* [PROBLEM DESCRIPTION]
Copy every line of the material below word for word, without changing anything.

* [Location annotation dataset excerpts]
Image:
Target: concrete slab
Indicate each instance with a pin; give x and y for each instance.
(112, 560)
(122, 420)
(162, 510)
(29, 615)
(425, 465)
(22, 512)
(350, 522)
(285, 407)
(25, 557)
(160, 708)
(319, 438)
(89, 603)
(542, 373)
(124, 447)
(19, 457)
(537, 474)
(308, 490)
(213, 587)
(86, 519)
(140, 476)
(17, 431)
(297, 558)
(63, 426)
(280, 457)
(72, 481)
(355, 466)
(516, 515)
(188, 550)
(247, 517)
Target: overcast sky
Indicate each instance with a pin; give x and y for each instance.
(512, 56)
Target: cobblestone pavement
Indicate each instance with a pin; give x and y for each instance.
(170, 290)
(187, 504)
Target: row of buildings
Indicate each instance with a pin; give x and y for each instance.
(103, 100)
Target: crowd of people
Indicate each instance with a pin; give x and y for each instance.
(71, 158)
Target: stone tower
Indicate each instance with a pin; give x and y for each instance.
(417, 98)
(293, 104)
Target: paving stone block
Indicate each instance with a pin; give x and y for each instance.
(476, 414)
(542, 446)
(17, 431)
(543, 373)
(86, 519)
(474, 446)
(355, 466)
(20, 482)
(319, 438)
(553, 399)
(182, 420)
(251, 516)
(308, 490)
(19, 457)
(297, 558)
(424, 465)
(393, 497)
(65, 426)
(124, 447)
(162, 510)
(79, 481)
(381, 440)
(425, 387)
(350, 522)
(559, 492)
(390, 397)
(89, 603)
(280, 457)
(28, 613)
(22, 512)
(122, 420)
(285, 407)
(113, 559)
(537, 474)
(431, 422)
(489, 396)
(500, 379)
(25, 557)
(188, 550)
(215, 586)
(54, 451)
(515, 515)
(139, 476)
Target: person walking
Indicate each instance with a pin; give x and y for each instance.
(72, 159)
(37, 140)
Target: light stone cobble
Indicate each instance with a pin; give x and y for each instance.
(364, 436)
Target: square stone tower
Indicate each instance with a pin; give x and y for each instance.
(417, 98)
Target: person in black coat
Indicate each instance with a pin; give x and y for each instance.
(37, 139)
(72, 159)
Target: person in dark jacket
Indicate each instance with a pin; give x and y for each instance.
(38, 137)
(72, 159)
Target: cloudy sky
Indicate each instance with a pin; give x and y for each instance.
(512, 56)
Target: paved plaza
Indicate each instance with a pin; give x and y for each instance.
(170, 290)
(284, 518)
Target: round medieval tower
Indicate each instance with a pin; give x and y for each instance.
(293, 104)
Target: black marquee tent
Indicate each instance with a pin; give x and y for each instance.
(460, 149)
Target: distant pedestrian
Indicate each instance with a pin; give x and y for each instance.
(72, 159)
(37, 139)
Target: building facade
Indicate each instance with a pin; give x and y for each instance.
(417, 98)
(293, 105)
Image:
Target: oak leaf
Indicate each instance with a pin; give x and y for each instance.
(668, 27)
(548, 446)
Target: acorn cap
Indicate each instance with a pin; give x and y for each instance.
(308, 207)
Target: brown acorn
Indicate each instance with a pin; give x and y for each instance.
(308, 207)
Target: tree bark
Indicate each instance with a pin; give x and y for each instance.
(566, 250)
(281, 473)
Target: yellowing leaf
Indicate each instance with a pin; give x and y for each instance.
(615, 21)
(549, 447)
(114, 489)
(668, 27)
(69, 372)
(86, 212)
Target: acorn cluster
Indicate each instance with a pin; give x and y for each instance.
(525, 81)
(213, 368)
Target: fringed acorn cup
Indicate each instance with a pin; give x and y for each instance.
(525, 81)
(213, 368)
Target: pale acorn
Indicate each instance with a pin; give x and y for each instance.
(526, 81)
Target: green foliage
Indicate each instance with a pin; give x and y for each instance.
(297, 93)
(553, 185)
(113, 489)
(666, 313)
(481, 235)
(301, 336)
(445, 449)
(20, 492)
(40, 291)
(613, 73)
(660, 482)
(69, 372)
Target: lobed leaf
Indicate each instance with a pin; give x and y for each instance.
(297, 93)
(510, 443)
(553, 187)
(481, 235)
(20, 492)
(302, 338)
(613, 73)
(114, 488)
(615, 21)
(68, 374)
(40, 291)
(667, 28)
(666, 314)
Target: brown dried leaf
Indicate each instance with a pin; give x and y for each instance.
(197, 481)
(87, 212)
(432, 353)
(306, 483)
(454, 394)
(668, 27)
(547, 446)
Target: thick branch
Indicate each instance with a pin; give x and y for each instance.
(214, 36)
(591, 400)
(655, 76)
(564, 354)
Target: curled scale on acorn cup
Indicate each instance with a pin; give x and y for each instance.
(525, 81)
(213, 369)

* [COMPLETE ANSWER]
Image:
Target: concrete slab
Indicate each instance with a pin; give x and y for each instance.
(112, 560)
(122, 420)
(162, 510)
(29, 615)
(425, 465)
(22, 512)
(350, 522)
(285, 407)
(25, 557)
(160, 708)
(319, 438)
(89, 603)
(542, 373)
(124, 447)
(19, 457)
(537, 474)
(308, 490)
(213, 587)
(86, 519)
(140, 476)
(17, 431)
(297, 558)
(63, 426)
(280, 457)
(72, 481)
(355, 466)
(516, 515)
(188, 550)
(247, 517)
Target: overcast sky
Indicate each instance with a pin; give x and y for each instance.
(512, 56)
Target: cobblestone pavement
Indicate each instance with a pin; give x and y for each instance.
(170, 290)
(187, 504)
Target: row of buildings
Indicate each instance with a pin; give x and y for each instance.
(103, 100)
Target: crowd of people
Indicate each instance with a pin; give x and y for each instance.
(71, 158)
Target: stone tower
Indicate each instance with a pin; give x and y for each instance.
(417, 98)
(293, 104)
Target: paving stone block
Indicate each instance with a pin; give x and y for each instance.
(476, 414)
(542, 446)
(17, 431)
(543, 373)
(86, 519)
(474, 446)
(355, 466)
(20, 482)
(319, 438)
(553, 399)
(182, 420)
(251, 516)
(308, 490)
(19, 457)
(297, 558)
(424, 465)
(393, 497)
(65, 426)
(124, 447)
(162, 510)
(79, 481)
(381, 440)
(425, 387)
(350, 522)
(559, 492)
(390, 397)
(89, 603)
(280, 457)
(28, 613)
(22, 512)
(122, 420)
(285, 407)
(113, 559)
(537, 474)
(431, 422)
(489, 396)
(500, 379)
(25, 557)
(188, 550)
(215, 586)
(54, 451)
(515, 515)
(139, 476)
Target: person walking
Indicate each instance with a pin; give x and y for each instance.
(72, 159)
(37, 140)
Target: light stone cobble
Indicate each instance with a pin; give x and y for each instance.
(364, 436)
Target: square stone tower
Indicate each instance with a pin; give x and y for each instance.
(417, 98)
Target: person in black coat
Indicate each instance with a pin; give x and y for each instance.
(37, 139)
(72, 159)
Target: person in dark jacket
Indicate each instance with a pin; give x and y for each instance.
(38, 137)
(72, 159)
Target: cloudy sky
Indicate each instance with a pin; give x and y for each instance.
(512, 56)
Target: paved plaza
Indicate each instance with a pin; give x and y for each instance.
(170, 290)
(284, 518)
Target: round medieval tower
Indicate each instance with a pin; give x and y for each instance.
(293, 104)
Target: black marquee tent
Indicate each instance with a pin; give x and y for each instance.
(460, 149)
Target: distant pedestrian
Indicate each instance with a pin; give x and y for each instance.
(72, 159)
(37, 139)
Target: building facade
Indicate each instance with a pin; give x and y for each instance.
(417, 98)
(293, 105)
Image:
Target: oak leaf
Indicate each instance with a pin; give x and y for each instance.
(668, 27)
(548, 446)
Target: acorn cap
Indicate each instance with a pin; give x and y for each instance.
(308, 207)
Target: brown acorn
Indicate each instance with a pin; give x and y for each instance.
(308, 207)
Target: tree bark
Indicate each instance with a pin; give x and y for each instance.
(566, 250)
(281, 473)
Target: yellowing leaf
Indicate each instance with a pin; give x and y for each instance.
(615, 21)
(549, 447)
(114, 489)
(668, 27)
(69, 372)
(86, 212)
Target: acorn cluster
Indicate each instance with a pin; give x and y for each instance.
(525, 81)
(213, 368)
Target: fringed acorn cup
Indicate each instance with a pin; give x and y for each instance.
(525, 81)
(213, 368)
Target: pale acorn
Indicate each instance with a pin; give x and y for each instance.
(526, 81)
Target: green foliage
Indicate each instance with a pin; give x and y for each instance.
(297, 93)
(553, 185)
(113, 489)
(666, 313)
(481, 235)
(301, 336)
(445, 449)
(20, 492)
(40, 291)
(613, 73)
(660, 482)
(69, 372)
Target: lobed leaf
Indicate each instance with a pin; give x and y for each instance.
(297, 93)
(510, 443)
(553, 187)
(481, 235)
(20, 492)
(302, 338)
(613, 73)
(114, 488)
(615, 21)
(68, 374)
(40, 291)
(667, 28)
(666, 314)
Target: brown dried leaf
Indicate each instance with a pin; give x and y for each instance.
(197, 481)
(87, 212)
(432, 353)
(306, 483)
(454, 394)
(668, 27)
(547, 446)
Target: thick branch
Indicate each instance with a pin; give x and y for each instance.
(214, 36)
(591, 400)
(655, 76)
(564, 354)
Target: curled scale on acorn cup
Indicate each instance with a pin; give x and y for each instance.
(525, 81)
(213, 369)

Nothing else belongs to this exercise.